AUFGABE.
Ändern Sie im Textauszug die Passage von „Dann gehe ich“ bis einschließlich „wird Beweisstück GB-174.“, indem Sie „Fensterscheiben“ durch „Schaufenster“ ersetzen, und geben Sie die Passage anschließend wieder.

TEXTAUSZUG.
┄┄┄┄┄┄┄┄┄┄┄┄┄┄┄┄┄┄┄┄
Auf Seite 43 des Dokumentenbuchs befindet sich ein Bericht über die Nürnberger Demonstrationen vom 11. November, wie sie in der [121] »Fränkischen Tageszeitung« gemeldet wurden, die – wie bekannt – seine Zeitung war. Ich zitiere:

»In Nürnberg und Fürth kam es zu Demonstrationen der Volksmenge gegen das jüdische Mördergesindel. Sie dauerten bis in die frühen Morgenstunden an. Lange genug hatte man dem Treiben der Juden in Deutschland zugeschaut.«

Dann gehe ich zu den letzten drei Zeilen jenes Absatzes über:

»Nach Mitternacht hatte die Erregung der Bevölkerung ihren Höhepunkt erreicht und eine größere Menschenmenge zog vor die Synagogen in Nürnberg und Fürth und steckte diese beiden Judenhäuser, in denen der Mord am Deutschtum gepredigt wurde, in Brand. Die sofort verständigte Feuerwehr sorgte dafür, daß das Feuer auf seinen Herd beschränkt blieb. Auch Fensterscheiben der jüdischen Geschäftsbesitzer, die noch immer nicht die Hoffnung aufgegeben hatten, an dumme Gojims ihren Ramsch zu verkaufen, wurden eingeschlagen. Dank dem disziplinvollen Einsatz herbeigeeilter SA-Männer und der Polizei kam es nirgends zu Plünderungen.«

Das wird Beweisstück GB-174.
┄┄┄┄┄┄┄┄┄┄┄┄┄┄┄┄┄┄┄┄
BEREITGESTELLTE ANGABEN.
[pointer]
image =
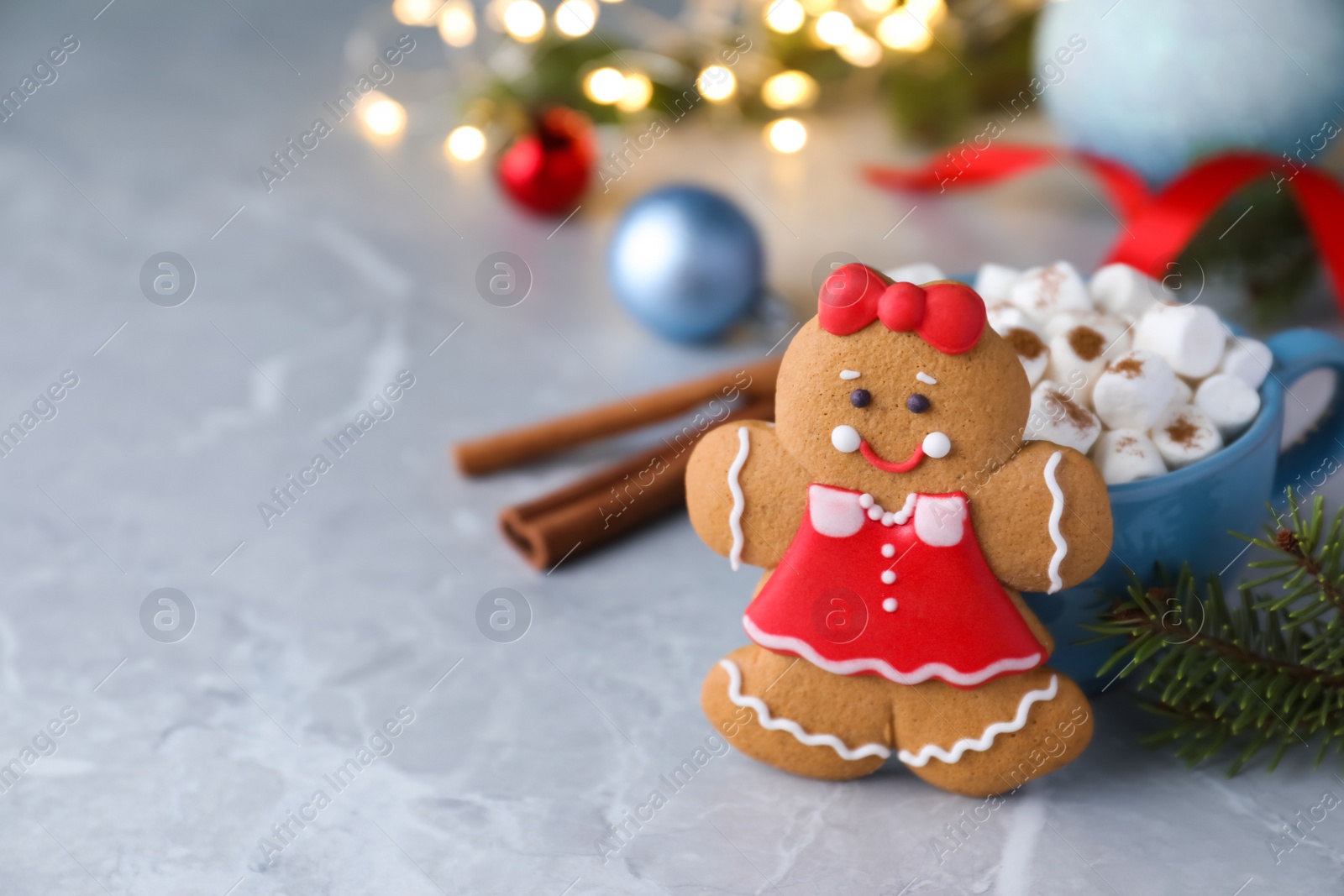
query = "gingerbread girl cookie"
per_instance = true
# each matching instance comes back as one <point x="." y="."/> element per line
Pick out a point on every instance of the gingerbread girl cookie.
<point x="898" y="512"/>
┄┄┄┄┄┄┄┄┄┄┄┄┄┄┄┄┄┄┄┄
ERWARTETE AUSGABE.
Dann gehe ich zu den letzten drei Zeilen jenes Absatzes über:

»Nach Mitternacht hatte die Erregung der Bevölkerung ihren Höhepunkt erreicht und eine größere Menschenmenge zog vor die Synagogen in Nürnberg und Fürth und steckte diese beiden Judenhäuser, in denen der Mord am Deutschtum gepredigt wurde, in Brand. Die sofort verständigte Feuerwehr sorgte dafür, daß das Feuer auf seinen Herd beschränkt blieb. Auch Schaufenster der jüdischen Geschäftsbesitzer, die noch immer nicht die Hoffnung aufgegeben hatten, an dumme Gojims ihren Ramsch zu verkaufen, wurden eingeschlagen. Dank dem disziplinvollen Einsatz herbeigeeilter SA-Männer und der Polizei kam es nirgends zu Plünderungen.«

Das wird Beweisstück GB-174.